*EXERCISE REQUIREMENTS:* Print every line of the records below word for word, leaving out the pictures.
==== INFORMATION SHOWN ====
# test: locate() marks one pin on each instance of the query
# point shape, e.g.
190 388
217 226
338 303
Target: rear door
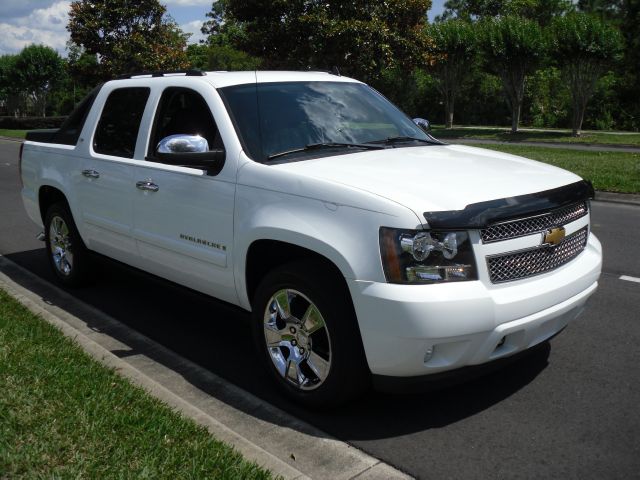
184 216
106 184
====
*SOLUTION TO THE EXERCISE:*
# test: locate() marks one pin on each instance of the query
# point shape, e.g.
190 388
217 226
338 303
Target: rear door
184 216
106 184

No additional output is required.